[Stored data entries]
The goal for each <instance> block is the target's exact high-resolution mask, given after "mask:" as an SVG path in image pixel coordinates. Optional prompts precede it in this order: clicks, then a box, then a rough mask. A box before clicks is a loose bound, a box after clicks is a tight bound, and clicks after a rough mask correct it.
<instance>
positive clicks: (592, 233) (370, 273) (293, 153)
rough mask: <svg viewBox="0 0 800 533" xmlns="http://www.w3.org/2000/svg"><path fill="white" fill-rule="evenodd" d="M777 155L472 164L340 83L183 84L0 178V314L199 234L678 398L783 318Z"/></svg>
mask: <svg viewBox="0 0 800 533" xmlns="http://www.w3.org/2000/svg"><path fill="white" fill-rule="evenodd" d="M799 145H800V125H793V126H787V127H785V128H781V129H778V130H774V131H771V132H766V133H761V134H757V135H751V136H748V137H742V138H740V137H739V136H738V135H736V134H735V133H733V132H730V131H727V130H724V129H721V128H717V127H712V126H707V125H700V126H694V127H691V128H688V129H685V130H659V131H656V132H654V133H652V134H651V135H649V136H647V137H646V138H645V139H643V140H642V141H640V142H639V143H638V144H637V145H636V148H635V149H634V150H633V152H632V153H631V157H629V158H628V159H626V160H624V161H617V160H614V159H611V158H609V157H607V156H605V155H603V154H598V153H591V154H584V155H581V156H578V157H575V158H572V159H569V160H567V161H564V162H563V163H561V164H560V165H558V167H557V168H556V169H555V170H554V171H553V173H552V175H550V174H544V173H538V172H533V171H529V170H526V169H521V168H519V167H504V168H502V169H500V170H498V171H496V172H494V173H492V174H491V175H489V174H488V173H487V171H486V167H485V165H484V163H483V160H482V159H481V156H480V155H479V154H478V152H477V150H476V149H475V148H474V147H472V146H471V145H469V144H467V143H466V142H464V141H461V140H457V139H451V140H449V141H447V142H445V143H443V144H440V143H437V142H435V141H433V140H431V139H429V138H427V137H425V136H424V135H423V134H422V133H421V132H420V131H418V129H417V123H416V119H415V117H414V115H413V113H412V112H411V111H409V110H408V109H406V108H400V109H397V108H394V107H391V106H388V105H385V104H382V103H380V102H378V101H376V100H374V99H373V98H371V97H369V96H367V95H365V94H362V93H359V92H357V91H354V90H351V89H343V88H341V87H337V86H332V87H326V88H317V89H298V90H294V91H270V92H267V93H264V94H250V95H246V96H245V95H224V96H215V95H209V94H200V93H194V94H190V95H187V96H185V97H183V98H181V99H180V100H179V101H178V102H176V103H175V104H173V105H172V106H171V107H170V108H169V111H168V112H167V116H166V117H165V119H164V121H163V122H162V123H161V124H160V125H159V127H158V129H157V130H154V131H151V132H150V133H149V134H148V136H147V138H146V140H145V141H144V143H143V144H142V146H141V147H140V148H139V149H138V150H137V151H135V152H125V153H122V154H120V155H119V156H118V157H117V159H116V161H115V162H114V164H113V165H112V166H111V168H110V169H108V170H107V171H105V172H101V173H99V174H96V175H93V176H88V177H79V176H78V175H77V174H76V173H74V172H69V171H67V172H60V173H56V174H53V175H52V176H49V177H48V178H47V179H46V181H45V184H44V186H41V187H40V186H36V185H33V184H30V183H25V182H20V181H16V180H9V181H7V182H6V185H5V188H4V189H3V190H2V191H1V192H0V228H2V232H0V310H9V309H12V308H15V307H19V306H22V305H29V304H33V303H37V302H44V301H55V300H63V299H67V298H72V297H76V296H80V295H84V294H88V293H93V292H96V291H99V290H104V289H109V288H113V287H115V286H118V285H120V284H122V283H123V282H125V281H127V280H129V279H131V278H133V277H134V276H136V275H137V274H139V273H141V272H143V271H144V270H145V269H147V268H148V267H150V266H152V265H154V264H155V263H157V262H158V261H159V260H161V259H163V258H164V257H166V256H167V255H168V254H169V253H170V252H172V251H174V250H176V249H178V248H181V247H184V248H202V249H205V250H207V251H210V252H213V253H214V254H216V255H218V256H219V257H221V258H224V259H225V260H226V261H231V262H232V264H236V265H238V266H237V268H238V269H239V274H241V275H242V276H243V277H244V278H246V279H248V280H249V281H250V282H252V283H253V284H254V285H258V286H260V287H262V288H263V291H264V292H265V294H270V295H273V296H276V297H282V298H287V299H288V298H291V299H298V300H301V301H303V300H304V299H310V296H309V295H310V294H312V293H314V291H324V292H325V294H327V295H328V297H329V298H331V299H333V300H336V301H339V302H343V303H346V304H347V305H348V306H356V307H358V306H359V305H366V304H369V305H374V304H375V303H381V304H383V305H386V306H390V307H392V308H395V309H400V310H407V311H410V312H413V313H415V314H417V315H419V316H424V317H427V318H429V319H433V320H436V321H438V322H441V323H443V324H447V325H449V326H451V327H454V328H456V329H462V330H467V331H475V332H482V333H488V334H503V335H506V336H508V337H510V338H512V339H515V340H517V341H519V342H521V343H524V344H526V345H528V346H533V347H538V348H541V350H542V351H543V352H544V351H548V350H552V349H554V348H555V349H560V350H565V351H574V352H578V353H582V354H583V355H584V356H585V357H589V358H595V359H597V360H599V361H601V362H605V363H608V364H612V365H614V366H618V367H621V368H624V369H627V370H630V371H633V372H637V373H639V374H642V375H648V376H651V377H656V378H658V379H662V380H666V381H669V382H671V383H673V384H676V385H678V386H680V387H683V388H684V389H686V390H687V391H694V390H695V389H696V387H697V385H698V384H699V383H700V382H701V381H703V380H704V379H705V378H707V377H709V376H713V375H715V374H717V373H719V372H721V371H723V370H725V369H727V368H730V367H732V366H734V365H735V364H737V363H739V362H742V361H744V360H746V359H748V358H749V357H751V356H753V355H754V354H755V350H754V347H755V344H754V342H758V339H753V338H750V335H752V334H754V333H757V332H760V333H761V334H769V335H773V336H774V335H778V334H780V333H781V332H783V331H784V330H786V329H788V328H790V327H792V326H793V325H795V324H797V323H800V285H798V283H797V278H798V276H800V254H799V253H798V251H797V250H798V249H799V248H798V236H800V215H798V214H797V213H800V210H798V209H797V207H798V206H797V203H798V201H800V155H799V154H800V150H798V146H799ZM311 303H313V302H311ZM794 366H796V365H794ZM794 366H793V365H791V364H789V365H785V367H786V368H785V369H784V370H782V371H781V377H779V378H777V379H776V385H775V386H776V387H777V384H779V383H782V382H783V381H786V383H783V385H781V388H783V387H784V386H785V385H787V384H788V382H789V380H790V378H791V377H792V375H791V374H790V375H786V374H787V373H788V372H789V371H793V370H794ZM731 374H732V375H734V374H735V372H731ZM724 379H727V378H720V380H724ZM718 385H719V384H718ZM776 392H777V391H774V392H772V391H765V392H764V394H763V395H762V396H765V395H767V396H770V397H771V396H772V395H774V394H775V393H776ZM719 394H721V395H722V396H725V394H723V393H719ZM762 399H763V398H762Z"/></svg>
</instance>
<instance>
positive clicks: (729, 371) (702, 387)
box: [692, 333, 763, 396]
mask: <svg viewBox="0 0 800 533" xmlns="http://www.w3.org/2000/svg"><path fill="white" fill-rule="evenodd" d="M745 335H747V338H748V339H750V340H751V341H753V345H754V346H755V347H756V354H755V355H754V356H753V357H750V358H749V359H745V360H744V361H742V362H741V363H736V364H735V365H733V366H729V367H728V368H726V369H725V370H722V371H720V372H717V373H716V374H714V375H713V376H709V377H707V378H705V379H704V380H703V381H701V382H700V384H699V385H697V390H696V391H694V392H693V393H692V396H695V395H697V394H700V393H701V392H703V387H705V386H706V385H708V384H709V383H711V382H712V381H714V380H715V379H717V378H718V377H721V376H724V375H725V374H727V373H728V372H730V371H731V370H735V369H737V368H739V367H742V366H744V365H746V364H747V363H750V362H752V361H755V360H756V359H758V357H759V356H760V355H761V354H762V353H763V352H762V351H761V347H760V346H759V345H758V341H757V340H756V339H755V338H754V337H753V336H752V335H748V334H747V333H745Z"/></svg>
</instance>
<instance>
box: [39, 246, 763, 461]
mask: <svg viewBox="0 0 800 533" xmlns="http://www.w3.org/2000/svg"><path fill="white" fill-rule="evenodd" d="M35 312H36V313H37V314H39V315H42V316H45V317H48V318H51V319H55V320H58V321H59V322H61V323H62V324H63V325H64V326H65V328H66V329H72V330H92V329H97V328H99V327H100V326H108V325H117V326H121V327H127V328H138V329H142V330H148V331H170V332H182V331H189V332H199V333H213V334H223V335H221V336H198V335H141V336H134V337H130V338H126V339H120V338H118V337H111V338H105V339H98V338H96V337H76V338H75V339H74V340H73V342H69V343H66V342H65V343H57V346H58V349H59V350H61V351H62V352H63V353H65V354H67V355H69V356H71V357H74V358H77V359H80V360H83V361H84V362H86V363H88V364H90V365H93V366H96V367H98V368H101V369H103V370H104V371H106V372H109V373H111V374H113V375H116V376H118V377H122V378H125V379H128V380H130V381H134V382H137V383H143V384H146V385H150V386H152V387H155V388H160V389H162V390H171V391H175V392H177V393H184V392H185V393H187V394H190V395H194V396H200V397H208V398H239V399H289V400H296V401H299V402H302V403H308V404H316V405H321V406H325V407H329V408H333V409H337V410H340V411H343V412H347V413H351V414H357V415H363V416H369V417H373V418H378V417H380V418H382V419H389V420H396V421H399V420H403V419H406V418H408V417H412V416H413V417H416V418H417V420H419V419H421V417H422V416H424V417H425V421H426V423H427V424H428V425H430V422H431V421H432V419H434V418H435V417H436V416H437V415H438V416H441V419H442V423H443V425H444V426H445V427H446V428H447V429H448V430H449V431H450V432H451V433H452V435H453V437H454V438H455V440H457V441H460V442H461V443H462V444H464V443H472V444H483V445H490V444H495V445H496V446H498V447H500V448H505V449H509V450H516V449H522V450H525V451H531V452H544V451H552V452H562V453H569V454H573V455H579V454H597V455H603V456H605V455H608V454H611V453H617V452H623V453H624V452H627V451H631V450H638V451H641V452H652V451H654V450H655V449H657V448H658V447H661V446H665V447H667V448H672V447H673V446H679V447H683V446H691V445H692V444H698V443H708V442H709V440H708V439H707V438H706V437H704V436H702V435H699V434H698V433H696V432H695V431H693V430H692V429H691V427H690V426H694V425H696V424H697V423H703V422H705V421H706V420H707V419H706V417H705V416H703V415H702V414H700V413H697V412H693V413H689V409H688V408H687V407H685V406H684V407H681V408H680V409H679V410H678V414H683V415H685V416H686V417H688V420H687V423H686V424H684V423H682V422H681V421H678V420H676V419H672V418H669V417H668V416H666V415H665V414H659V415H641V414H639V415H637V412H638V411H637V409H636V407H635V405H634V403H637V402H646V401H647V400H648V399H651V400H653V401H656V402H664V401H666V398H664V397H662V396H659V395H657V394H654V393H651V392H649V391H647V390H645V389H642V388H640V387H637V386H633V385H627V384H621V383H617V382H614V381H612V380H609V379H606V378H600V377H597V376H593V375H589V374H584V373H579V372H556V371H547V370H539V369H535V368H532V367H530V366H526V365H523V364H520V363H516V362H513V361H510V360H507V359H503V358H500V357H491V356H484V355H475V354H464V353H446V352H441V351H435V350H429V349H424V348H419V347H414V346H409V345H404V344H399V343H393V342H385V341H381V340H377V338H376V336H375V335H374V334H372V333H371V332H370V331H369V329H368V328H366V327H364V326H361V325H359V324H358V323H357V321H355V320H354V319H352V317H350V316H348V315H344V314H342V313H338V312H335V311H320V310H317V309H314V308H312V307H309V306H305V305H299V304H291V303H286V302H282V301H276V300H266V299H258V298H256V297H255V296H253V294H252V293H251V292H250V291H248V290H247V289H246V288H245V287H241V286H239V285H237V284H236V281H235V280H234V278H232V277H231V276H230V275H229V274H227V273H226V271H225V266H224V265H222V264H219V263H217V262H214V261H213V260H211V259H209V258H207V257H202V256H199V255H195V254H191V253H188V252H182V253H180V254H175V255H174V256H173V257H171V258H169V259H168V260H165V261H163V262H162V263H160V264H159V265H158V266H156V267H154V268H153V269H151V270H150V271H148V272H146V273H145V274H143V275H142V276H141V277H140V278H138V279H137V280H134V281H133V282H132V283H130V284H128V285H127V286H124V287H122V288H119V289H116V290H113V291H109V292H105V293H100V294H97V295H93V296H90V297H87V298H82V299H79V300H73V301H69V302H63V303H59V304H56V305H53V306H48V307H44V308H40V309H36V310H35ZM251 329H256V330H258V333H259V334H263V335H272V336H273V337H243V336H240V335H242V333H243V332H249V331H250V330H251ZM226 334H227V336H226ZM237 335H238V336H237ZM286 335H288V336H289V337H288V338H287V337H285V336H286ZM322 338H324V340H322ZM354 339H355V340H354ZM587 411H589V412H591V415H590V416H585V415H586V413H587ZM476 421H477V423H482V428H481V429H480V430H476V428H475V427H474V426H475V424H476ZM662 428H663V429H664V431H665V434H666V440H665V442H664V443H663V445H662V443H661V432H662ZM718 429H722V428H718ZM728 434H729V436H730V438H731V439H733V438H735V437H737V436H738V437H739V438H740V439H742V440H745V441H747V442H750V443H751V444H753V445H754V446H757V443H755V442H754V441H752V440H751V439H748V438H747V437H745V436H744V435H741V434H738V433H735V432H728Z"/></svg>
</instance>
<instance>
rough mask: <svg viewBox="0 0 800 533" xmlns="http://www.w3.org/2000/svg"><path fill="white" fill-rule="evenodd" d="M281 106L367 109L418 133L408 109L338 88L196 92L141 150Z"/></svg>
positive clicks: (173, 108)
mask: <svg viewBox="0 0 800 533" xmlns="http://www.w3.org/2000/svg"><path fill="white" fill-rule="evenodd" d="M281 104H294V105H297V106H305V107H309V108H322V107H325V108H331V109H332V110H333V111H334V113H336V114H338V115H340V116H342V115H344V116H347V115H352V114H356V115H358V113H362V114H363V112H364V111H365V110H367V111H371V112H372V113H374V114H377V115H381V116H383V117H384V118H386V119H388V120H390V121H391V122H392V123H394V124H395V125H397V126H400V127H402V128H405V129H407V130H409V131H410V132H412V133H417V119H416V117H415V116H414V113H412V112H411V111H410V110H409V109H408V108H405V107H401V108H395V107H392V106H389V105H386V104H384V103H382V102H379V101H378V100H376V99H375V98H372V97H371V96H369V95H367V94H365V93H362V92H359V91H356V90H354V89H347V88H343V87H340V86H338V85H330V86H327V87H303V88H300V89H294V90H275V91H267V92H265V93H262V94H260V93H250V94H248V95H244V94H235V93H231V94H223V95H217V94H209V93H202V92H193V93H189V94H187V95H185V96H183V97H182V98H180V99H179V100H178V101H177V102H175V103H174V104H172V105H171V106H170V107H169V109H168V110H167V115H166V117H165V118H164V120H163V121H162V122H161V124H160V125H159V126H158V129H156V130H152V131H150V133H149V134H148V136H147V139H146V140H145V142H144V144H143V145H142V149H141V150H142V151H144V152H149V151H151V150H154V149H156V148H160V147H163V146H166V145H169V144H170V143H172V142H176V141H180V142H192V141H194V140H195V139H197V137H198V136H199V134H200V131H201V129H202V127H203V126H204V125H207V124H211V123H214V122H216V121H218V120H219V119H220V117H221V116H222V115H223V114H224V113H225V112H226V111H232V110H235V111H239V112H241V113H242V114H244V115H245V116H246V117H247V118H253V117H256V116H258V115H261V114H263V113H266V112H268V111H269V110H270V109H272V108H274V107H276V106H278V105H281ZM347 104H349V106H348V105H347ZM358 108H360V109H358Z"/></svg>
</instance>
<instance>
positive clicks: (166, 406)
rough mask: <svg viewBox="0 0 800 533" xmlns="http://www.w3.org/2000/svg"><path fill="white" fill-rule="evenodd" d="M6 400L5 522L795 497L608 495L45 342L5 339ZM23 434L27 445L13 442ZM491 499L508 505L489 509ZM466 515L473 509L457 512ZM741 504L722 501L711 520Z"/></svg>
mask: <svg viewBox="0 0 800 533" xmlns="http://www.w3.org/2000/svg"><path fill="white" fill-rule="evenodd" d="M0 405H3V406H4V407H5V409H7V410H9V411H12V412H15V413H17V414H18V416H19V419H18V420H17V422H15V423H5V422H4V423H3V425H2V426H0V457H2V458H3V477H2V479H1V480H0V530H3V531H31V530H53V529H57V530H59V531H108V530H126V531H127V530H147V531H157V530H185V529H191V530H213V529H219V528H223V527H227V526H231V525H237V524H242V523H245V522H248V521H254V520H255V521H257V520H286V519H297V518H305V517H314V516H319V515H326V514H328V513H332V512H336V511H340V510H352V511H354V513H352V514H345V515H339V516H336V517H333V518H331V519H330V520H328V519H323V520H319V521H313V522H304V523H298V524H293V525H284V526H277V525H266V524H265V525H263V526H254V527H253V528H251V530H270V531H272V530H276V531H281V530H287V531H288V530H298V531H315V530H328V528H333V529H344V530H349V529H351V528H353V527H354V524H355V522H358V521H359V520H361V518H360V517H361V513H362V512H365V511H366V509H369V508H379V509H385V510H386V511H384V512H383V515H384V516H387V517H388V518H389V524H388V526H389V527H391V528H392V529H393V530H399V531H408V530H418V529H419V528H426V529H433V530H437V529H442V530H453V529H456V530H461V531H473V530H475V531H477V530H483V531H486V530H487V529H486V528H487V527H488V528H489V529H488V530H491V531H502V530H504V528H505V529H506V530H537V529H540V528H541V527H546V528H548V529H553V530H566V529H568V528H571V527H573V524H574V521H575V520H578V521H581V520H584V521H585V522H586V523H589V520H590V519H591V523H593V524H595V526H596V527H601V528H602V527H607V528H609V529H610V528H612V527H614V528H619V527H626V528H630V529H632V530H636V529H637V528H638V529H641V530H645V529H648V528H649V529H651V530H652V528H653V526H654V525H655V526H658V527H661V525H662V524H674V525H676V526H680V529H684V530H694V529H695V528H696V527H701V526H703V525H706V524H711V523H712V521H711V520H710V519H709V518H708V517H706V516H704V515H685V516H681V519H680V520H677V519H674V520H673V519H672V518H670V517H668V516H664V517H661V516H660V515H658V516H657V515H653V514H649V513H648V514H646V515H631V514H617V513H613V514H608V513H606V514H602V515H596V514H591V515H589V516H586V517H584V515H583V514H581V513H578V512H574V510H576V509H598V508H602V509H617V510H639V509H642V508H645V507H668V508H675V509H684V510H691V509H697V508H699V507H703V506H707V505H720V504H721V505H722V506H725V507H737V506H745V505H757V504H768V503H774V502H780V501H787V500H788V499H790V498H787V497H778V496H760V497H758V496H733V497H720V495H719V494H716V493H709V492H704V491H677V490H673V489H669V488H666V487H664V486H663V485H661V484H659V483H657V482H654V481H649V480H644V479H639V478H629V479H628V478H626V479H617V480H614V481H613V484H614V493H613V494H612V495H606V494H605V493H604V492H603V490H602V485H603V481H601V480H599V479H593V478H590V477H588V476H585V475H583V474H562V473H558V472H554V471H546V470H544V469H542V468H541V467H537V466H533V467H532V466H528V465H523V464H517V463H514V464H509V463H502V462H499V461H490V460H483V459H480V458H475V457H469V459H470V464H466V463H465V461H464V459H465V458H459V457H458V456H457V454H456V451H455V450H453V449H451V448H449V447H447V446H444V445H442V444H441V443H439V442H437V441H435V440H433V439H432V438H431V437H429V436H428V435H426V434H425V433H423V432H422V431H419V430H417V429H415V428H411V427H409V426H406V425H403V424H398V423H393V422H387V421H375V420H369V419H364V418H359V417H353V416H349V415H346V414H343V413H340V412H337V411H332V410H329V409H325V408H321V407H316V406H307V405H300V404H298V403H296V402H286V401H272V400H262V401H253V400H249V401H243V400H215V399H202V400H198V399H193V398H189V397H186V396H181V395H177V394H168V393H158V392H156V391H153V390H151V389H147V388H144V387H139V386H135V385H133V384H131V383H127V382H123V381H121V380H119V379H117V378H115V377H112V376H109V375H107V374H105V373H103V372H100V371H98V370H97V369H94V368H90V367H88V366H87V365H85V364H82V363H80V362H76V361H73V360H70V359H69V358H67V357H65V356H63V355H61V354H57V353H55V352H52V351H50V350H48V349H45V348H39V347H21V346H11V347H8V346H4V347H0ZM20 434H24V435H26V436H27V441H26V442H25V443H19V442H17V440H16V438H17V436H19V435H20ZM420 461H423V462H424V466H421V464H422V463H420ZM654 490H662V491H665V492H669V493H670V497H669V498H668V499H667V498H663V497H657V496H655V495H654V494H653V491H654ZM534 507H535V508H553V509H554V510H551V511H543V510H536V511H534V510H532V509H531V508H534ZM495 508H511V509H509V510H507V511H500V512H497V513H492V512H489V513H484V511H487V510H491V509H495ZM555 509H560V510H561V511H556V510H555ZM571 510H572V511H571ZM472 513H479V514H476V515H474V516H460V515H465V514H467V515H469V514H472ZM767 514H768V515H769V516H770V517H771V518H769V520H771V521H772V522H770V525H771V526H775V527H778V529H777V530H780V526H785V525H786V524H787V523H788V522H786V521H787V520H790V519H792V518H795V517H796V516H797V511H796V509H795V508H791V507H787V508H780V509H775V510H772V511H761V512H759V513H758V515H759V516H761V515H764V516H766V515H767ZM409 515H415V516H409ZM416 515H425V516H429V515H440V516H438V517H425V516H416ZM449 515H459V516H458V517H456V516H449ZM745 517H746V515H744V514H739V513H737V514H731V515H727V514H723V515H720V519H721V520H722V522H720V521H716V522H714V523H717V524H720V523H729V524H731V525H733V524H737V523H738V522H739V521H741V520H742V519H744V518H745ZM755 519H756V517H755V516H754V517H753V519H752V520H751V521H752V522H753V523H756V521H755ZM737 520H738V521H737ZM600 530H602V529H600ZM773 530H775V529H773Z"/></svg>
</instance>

## TASK OBJECTIVE
The answer must be a single number: how many lines in the data above contain the string "clicks".

## EXERCISE RESPONSE
5